═════ Excerpted records ═════

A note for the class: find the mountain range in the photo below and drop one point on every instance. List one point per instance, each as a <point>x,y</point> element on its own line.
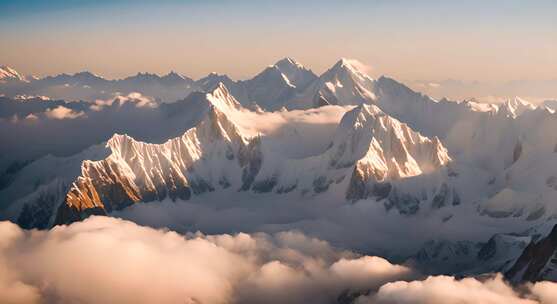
<point>452,187</point>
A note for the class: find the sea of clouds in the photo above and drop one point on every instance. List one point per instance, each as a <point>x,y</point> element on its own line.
<point>110,260</point>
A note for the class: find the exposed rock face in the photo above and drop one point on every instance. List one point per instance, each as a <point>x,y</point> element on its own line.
<point>383,149</point>
<point>137,171</point>
<point>371,146</point>
<point>538,261</point>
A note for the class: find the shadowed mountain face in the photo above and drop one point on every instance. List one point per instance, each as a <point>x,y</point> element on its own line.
<point>538,261</point>
<point>457,188</point>
<point>369,146</point>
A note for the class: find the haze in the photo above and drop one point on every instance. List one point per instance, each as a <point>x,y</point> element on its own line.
<point>495,41</point>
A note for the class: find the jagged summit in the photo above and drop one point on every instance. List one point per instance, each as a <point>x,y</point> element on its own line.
<point>9,74</point>
<point>516,106</point>
<point>366,134</point>
<point>220,97</point>
<point>342,84</point>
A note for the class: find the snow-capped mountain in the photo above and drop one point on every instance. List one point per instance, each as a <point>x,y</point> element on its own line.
<point>466,179</point>
<point>8,74</point>
<point>538,261</point>
<point>369,147</point>
<point>343,84</point>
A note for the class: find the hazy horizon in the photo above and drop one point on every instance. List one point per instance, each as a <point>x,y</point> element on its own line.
<point>493,42</point>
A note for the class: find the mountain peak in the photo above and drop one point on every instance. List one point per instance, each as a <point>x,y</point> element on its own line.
<point>288,62</point>
<point>8,73</point>
<point>220,97</point>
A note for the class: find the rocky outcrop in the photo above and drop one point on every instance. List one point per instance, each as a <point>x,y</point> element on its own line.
<point>538,261</point>
<point>203,159</point>
<point>384,150</point>
<point>370,146</point>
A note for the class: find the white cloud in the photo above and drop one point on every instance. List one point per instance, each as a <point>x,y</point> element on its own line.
<point>109,260</point>
<point>448,290</point>
<point>62,112</point>
<point>137,99</point>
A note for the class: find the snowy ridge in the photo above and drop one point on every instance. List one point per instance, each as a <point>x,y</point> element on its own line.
<point>9,74</point>
<point>216,155</point>
<point>343,84</point>
<point>137,171</point>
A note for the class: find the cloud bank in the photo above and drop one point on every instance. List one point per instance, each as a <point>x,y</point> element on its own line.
<point>108,260</point>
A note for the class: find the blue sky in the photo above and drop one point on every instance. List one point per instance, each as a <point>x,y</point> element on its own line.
<point>470,40</point>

═════

Action item ▸
All of the data needs repeating exactly, but the pictures do not.

Task response ▸
A note for the class: find the mountain range in the photo below and drop one point on every instance. List one point per instance, each as a <point>x,y</point> element on its own line.
<point>452,187</point>
A note for the class: find the sea of clouds in the photo above and drop one point on every instance. List one point per instance, each as a <point>x,y</point> element on its own line.
<point>110,260</point>
A note for the class: find the exposed rock face in the photo above and drop one point on every instance. List one point per instance, each as a <point>x,y</point> element on its own line.
<point>383,149</point>
<point>137,171</point>
<point>371,146</point>
<point>538,261</point>
A note for the class: find the shadowed mountain face in the photo above and drop one point on every instance. List one point per instance, each as a <point>x,y</point> element on its own line.
<point>538,261</point>
<point>457,188</point>
<point>369,146</point>
A note for the class: find the haze in the photo above and drop one point on every instance. List one point per instance, each as a <point>x,y</point> element on its own line.
<point>495,41</point>
A note for the class: find the jagged summit in the photo above and drop one point on every instance. List one point per instance, each as a <point>x,y</point> element on its own line.
<point>9,74</point>
<point>516,106</point>
<point>366,134</point>
<point>220,97</point>
<point>342,84</point>
A note for the class: find the snow-capped mountain in the photo above and drop one point on every instance. List one point per instance, each as a <point>x,y</point> element on its own line.
<point>466,179</point>
<point>8,74</point>
<point>538,261</point>
<point>369,147</point>
<point>343,84</point>
A note for the class: find the hazy horizon in the photo above and drop one point on every instance. List one point per instance, each as a <point>x,y</point> element on its own line.
<point>493,42</point>
A note for the class: find the mountain peak in the photo above and drop one point on every instance. List one point per instance, each as a <point>x,y</point> element on its own line.
<point>288,62</point>
<point>8,73</point>
<point>220,97</point>
A note for the class: find the rocky outcrop in the photo above and drop one point on every instance. List one point per instance, each as a <point>x,y</point> element on its own line.
<point>538,261</point>
<point>203,159</point>
<point>384,150</point>
<point>370,146</point>
A note for the class: find the white cloud in the photo above and drop one point on every instance. List one point per instance, each as a <point>x,y</point> element on its own line.
<point>109,260</point>
<point>448,290</point>
<point>62,112</point>
<point>137,99</point>
A note for the class: find the snowy ridge in the photo above and drop one point on every instance. List one point per instance, each as a <point>x,y</point> element on its own line.
<point>9,74</point>
<point>216,155</point>
<point>343,84</point>
<point>137,171</point>
A note for the class: find the cloud bank in the photo above and drop one point on every instance. List one point per instance, each as a <point>x,y</point> element on its own line.
<point>108,260</point>
A note for the class: find the blue sky in the photo above and drop one point on every instance. List one point per instance, each as a <point>x,y</point> element on its own line.
<point>470,40</point>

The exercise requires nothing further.